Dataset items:

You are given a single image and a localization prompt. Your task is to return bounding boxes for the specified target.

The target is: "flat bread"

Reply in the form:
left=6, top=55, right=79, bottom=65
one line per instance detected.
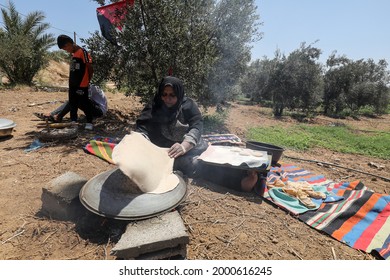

> Goal:
Rewrite the listing above, replacing "flat bread" with "flatbread" and changing nothing else. Leave the picture out of your answer.

> Task response:
You are given a single image and a localization prompt. Your task is to return bounding boxes for the specified target.

The target is: "flatbread"

Reply in the form:
left=6, top=55, right=79, bottom=65
one line per instance detected.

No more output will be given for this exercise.